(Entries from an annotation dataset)
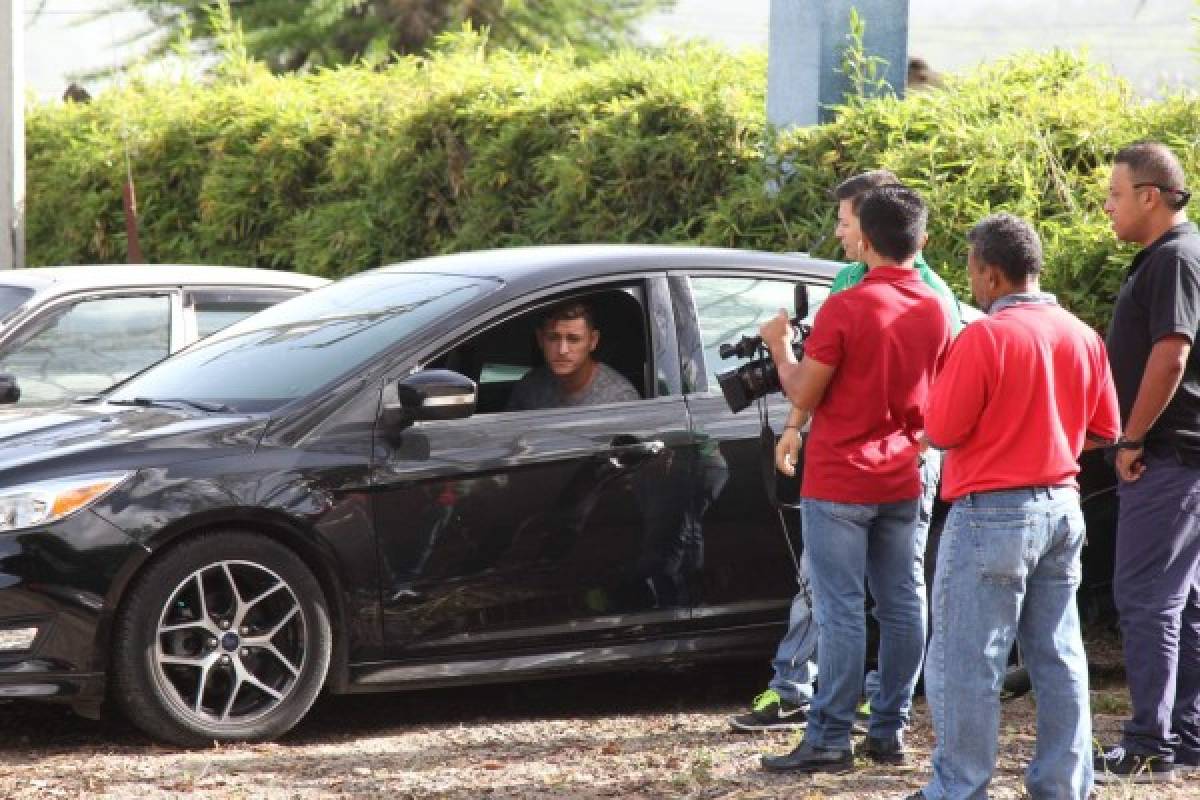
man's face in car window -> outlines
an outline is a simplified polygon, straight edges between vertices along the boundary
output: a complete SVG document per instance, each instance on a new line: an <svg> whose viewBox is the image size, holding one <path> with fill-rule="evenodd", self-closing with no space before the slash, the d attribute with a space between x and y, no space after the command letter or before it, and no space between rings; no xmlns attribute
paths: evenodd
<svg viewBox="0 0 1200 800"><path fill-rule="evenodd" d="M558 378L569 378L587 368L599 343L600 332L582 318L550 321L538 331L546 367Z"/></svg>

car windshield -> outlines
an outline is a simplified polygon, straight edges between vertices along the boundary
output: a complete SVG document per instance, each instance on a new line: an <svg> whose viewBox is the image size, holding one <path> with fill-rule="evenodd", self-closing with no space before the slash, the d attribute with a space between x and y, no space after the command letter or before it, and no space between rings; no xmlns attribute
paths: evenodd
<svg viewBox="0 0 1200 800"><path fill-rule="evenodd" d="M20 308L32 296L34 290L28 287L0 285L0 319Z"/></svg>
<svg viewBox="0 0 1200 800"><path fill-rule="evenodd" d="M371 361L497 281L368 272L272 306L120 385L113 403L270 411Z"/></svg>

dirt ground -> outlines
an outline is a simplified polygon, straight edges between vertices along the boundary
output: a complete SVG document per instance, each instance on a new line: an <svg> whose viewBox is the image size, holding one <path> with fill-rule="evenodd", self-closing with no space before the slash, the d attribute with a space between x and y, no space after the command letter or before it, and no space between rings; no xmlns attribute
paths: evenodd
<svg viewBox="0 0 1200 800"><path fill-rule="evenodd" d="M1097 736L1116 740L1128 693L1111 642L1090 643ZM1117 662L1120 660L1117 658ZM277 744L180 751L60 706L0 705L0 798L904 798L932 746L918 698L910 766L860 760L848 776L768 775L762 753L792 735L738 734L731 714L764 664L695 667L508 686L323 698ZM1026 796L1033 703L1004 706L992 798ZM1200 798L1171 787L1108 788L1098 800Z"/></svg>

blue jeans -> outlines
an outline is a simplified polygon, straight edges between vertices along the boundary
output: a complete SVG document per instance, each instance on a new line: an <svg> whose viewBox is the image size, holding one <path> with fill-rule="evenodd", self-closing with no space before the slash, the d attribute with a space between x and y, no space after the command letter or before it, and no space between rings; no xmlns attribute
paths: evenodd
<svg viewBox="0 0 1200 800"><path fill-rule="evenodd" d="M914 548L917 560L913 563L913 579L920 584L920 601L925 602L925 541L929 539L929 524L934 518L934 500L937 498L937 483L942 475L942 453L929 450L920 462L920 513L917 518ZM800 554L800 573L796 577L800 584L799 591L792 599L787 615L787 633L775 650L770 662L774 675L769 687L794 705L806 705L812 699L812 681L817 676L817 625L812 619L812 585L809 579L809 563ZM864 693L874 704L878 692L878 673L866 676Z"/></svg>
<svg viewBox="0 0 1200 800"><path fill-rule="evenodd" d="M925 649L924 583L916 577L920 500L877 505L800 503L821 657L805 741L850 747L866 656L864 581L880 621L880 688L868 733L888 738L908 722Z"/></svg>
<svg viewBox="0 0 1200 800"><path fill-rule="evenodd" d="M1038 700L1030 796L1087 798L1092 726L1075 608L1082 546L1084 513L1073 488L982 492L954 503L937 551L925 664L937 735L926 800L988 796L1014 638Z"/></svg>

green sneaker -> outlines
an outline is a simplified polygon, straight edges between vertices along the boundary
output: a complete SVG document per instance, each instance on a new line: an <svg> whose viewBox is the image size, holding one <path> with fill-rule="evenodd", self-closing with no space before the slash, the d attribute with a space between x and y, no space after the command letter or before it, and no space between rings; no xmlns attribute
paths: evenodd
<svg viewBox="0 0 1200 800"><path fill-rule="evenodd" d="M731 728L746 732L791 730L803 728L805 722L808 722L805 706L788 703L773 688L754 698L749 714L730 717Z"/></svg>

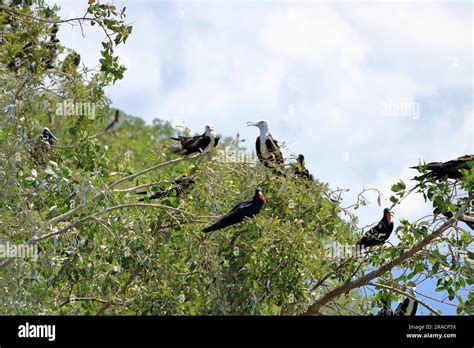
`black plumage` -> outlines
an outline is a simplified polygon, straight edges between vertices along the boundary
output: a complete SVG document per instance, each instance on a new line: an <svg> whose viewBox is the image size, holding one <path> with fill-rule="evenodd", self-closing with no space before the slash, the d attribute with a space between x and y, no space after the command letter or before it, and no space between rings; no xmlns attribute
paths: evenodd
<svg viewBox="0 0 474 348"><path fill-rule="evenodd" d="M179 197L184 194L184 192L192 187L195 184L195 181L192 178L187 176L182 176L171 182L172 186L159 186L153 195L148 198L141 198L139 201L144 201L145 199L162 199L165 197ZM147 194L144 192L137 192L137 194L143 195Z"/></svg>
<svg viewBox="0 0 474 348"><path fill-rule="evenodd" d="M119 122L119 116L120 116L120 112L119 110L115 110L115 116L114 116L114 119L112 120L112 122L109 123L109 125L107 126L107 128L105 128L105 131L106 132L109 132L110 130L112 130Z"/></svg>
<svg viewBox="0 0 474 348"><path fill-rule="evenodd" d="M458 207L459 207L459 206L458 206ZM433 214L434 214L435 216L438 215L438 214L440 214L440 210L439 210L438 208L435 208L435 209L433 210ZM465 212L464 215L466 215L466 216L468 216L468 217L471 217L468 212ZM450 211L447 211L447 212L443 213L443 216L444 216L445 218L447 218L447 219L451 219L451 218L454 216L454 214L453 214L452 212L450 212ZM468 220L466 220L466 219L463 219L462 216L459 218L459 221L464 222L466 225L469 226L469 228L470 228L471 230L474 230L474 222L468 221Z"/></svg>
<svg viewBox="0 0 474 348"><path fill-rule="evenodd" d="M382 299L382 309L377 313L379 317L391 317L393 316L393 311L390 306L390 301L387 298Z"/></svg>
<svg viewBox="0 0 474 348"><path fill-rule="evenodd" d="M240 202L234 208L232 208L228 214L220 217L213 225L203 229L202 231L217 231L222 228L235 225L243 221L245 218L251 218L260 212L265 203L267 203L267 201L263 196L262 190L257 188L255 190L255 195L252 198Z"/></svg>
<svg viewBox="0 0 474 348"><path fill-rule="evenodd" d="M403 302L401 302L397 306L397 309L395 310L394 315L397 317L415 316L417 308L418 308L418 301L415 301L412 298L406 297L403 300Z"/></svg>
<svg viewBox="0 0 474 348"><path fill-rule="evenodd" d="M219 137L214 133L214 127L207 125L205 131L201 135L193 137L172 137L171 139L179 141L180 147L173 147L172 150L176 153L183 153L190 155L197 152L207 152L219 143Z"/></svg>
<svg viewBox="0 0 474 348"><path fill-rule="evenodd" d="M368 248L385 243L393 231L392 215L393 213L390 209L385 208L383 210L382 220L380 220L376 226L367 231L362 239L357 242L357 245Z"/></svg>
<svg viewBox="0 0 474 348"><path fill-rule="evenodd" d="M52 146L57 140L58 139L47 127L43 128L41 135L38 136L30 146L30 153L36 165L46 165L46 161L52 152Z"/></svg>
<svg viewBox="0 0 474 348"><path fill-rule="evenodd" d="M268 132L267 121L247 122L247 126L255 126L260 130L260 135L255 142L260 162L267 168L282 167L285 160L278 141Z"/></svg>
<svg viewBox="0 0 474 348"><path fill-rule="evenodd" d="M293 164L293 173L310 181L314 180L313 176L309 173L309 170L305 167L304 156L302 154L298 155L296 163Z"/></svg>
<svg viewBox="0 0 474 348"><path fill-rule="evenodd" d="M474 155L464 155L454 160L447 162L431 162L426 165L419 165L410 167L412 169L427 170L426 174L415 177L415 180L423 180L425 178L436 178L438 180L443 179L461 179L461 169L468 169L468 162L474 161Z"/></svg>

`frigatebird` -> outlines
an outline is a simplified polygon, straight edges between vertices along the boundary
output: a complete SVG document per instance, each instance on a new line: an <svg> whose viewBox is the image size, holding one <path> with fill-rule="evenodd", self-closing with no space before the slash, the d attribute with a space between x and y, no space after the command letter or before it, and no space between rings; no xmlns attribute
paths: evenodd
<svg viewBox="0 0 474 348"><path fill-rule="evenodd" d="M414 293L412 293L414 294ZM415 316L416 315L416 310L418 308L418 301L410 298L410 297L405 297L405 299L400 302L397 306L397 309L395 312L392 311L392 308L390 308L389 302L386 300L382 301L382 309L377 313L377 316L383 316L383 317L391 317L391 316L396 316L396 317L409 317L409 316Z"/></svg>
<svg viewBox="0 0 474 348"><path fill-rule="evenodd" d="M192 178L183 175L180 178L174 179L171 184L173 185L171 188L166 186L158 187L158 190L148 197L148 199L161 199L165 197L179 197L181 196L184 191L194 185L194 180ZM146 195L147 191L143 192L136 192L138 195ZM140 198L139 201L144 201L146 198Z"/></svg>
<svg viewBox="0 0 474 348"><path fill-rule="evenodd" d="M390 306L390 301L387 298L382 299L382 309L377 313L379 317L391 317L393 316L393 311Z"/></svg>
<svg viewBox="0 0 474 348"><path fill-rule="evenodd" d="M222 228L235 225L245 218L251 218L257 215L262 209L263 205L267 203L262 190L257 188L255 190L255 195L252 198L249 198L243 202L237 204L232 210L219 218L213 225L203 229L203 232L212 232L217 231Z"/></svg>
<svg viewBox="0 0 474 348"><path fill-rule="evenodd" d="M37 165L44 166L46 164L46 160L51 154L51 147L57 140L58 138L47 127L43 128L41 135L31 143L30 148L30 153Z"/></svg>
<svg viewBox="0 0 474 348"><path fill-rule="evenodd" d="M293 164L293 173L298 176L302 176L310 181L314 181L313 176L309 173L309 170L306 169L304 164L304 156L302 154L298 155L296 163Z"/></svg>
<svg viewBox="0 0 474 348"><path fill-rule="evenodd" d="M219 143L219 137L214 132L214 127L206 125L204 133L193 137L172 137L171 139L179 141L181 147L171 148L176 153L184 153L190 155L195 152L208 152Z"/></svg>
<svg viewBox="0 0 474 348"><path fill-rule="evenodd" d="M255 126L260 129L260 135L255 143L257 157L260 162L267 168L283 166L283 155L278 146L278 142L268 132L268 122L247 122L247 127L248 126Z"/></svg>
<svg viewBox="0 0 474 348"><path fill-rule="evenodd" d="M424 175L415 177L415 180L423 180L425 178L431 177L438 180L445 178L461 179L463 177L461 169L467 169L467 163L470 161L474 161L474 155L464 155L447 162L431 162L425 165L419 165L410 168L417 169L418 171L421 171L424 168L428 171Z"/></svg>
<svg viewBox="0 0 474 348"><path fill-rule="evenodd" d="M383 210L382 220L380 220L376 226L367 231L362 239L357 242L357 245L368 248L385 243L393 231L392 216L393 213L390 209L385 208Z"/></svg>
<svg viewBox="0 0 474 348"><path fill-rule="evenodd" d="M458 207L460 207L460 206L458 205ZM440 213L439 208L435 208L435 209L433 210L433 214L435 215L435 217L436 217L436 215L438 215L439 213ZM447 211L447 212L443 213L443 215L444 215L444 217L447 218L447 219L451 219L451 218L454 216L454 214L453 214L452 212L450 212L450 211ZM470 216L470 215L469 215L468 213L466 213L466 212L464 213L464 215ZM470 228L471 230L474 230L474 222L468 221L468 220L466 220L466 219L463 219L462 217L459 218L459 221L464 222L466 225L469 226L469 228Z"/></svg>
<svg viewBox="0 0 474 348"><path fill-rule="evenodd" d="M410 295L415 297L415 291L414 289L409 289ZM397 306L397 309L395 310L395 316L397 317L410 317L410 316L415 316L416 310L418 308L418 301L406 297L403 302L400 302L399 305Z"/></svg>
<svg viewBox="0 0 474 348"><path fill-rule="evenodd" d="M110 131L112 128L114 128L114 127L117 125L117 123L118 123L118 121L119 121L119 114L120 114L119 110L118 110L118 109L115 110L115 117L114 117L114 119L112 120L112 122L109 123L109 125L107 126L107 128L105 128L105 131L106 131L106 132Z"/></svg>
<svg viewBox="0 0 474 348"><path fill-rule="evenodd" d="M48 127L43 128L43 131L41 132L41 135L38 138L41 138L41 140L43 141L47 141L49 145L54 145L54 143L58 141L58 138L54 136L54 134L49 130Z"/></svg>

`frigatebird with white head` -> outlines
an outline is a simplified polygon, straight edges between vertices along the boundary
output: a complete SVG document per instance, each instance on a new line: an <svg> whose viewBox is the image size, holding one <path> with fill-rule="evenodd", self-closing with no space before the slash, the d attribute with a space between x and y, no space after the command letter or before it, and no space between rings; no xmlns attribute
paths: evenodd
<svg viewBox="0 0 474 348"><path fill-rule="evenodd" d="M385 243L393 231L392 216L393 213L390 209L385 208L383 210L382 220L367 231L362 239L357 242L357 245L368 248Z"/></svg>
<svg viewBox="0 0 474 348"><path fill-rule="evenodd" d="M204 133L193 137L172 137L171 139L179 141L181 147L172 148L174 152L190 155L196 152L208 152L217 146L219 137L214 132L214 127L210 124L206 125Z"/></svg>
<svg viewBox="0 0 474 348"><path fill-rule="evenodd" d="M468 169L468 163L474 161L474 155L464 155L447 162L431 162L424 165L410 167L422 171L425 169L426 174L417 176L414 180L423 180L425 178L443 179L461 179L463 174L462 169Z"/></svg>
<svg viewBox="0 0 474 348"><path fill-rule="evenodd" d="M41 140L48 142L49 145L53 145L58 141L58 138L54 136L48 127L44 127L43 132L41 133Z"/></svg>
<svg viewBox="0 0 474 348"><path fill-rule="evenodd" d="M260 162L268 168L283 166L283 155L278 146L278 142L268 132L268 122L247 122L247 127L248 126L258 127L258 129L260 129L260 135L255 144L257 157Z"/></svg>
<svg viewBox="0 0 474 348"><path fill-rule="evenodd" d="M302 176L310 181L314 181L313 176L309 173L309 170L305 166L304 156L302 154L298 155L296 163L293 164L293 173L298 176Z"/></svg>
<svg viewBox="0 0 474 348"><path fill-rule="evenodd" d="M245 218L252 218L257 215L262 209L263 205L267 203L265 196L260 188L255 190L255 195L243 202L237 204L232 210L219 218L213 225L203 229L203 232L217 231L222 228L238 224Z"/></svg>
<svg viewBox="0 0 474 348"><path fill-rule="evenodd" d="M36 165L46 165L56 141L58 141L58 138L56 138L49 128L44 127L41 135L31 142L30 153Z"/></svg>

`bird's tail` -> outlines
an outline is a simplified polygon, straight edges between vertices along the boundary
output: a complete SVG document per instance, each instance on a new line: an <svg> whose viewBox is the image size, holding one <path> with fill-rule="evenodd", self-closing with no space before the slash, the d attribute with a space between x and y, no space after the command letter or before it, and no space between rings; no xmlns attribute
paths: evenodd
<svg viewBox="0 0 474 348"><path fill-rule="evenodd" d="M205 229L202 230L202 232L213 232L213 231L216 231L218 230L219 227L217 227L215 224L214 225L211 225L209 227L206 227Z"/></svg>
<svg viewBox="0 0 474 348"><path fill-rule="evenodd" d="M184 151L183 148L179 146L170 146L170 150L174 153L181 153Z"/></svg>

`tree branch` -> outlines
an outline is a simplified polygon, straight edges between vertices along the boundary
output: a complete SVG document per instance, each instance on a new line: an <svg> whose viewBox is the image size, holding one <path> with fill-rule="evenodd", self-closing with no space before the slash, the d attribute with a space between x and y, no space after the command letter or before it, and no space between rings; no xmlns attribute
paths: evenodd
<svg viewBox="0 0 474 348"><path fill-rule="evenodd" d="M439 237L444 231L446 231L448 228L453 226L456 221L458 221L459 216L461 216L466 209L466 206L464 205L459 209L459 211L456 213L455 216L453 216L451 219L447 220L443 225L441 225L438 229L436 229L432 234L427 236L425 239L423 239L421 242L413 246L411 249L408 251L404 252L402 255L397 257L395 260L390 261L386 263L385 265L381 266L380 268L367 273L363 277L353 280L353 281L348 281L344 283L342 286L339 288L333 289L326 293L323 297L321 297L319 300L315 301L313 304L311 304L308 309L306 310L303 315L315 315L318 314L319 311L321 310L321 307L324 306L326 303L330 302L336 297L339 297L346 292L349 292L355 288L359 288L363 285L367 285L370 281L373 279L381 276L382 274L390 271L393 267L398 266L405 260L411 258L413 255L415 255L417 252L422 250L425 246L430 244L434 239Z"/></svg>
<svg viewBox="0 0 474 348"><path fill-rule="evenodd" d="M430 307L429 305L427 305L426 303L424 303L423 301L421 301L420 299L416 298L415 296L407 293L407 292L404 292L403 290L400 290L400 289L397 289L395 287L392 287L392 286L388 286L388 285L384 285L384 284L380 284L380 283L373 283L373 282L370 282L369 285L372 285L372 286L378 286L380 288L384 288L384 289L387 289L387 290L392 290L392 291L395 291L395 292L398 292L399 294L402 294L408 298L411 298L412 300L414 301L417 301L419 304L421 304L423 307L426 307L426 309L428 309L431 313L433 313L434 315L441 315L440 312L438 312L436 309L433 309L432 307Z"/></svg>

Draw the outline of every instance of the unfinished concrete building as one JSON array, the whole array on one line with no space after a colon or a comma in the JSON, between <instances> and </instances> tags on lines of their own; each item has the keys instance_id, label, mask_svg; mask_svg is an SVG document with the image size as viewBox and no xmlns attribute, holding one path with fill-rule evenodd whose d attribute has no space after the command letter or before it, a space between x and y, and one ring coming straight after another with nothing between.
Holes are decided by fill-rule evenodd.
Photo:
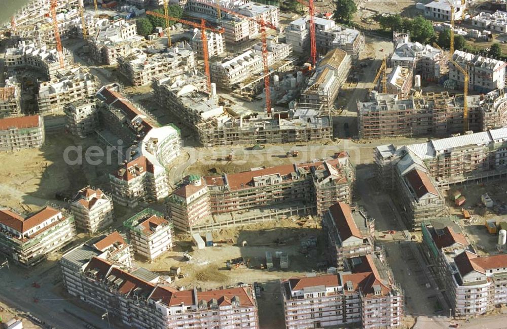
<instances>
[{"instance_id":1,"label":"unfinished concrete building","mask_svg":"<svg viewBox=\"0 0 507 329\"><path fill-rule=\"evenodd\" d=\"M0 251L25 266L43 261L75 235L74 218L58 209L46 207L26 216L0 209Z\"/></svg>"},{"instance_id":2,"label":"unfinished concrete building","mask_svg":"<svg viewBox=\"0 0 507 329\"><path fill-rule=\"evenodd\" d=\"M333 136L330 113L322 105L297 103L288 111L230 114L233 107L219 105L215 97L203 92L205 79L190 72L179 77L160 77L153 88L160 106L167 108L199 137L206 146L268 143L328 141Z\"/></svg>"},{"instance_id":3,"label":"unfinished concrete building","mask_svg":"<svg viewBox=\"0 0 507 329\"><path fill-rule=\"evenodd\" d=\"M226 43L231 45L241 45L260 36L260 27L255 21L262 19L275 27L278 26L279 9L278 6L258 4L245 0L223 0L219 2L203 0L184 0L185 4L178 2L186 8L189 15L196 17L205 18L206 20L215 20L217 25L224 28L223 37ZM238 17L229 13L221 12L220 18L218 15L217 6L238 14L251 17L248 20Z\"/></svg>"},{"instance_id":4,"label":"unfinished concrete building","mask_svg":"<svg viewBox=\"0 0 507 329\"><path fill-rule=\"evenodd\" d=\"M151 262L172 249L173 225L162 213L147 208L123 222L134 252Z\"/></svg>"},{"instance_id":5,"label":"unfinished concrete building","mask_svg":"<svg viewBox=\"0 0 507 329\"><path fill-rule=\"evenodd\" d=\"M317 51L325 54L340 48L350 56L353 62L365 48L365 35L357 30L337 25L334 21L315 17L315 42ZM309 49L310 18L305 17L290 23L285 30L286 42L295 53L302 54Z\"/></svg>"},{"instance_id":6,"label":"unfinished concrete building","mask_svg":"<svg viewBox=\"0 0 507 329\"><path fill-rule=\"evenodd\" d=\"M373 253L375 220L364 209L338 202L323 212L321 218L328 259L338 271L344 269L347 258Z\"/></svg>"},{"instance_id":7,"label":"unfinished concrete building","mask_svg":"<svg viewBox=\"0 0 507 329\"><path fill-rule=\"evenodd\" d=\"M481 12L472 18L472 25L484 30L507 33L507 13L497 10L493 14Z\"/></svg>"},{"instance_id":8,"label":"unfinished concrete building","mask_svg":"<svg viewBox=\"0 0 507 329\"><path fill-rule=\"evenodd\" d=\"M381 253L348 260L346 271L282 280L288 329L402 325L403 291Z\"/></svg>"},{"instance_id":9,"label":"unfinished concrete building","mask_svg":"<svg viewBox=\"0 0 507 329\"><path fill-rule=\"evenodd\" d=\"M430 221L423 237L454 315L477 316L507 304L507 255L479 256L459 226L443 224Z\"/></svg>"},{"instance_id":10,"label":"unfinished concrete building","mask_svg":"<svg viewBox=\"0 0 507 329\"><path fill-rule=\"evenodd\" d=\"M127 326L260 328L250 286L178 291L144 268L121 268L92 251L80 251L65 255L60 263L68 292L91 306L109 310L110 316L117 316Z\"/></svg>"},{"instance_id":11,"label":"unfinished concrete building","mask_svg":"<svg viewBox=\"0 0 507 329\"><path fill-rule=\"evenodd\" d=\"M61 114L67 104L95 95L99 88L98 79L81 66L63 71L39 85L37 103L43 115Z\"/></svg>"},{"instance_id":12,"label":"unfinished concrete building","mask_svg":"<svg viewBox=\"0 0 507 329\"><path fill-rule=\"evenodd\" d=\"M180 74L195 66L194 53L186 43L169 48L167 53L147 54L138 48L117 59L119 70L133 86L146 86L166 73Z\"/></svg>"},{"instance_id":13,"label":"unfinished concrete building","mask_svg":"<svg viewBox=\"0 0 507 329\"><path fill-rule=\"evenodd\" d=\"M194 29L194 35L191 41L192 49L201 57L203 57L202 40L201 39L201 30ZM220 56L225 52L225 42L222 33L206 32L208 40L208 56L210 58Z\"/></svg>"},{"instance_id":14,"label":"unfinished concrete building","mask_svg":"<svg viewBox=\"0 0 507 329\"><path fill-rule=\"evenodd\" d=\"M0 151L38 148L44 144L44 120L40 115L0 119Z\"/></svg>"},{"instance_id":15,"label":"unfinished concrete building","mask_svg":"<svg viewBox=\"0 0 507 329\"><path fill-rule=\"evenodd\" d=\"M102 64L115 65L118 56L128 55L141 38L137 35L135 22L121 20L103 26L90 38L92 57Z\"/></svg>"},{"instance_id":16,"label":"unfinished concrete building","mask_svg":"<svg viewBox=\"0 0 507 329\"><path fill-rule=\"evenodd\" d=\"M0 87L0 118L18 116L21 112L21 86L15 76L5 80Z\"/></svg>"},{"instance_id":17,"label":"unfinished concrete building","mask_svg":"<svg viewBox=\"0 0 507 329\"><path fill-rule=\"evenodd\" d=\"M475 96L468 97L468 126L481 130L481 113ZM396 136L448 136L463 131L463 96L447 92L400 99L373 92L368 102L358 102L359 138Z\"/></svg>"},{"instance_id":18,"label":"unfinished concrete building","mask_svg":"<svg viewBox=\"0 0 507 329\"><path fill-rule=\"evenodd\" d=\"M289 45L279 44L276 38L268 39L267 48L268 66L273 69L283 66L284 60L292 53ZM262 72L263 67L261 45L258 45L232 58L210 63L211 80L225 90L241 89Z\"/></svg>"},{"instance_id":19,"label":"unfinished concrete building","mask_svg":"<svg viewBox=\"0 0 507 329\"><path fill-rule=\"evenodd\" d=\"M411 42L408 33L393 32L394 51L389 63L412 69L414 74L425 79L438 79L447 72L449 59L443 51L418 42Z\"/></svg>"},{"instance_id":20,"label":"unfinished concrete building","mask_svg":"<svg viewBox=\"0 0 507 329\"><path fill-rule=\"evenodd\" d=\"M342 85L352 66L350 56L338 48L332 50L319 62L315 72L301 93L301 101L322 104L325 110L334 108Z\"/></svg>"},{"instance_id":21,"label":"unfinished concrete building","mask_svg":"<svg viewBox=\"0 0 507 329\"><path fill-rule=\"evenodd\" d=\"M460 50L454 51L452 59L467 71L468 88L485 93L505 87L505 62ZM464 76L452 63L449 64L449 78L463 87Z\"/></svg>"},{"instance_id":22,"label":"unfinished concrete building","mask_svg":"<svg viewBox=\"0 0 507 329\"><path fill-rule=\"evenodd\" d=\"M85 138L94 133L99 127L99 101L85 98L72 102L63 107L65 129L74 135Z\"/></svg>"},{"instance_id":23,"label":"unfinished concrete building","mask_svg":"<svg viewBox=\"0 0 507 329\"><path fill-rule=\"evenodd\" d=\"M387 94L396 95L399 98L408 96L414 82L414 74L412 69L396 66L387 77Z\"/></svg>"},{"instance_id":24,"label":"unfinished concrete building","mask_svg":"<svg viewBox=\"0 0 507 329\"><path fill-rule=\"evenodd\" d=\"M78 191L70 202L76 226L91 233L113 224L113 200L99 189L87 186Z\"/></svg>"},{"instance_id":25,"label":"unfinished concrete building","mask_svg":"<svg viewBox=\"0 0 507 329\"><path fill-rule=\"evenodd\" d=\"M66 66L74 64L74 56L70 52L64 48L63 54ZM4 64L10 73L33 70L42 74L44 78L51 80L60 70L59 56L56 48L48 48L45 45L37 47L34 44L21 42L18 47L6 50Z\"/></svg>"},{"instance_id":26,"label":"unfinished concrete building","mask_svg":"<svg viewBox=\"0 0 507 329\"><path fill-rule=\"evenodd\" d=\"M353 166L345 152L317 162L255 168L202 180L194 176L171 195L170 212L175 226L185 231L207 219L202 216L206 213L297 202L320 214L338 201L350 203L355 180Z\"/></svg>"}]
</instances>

=== TO BE DONE ===
Put the lines of the entries, from the first one through the line containing "378L569 378L587 368L599", into a Markdown table with the columns Row and Line. Number each row, and leave out blank lines and the pictures.

=== FULL RESPONSE ===
| Row | Line |
|---|---|
| 1 | man's face in car window -> outlines |
| 2 | an outline is a simplified polygon, straight edges between vertices along the boundary |
| 3 | output: a complete SVG document per instance, each instance on a new line: an <svg> whose viewBox is the image size, holding one <path> with fill-rule="evenodd", self-closing with no space before the slash, the d attribute with a space between x and y, no space after the command letter or before it, and no space between rings; no xmlns attribute |
| 4 | paths: evenodd |
| 5 | <svg viewBox="0 0 1200 800"><path fill-rule="evenodd" d="M558 378L569 378L587 368L599 343L600 332L582 318L550 321L538 331L546 367Z"/></svg> |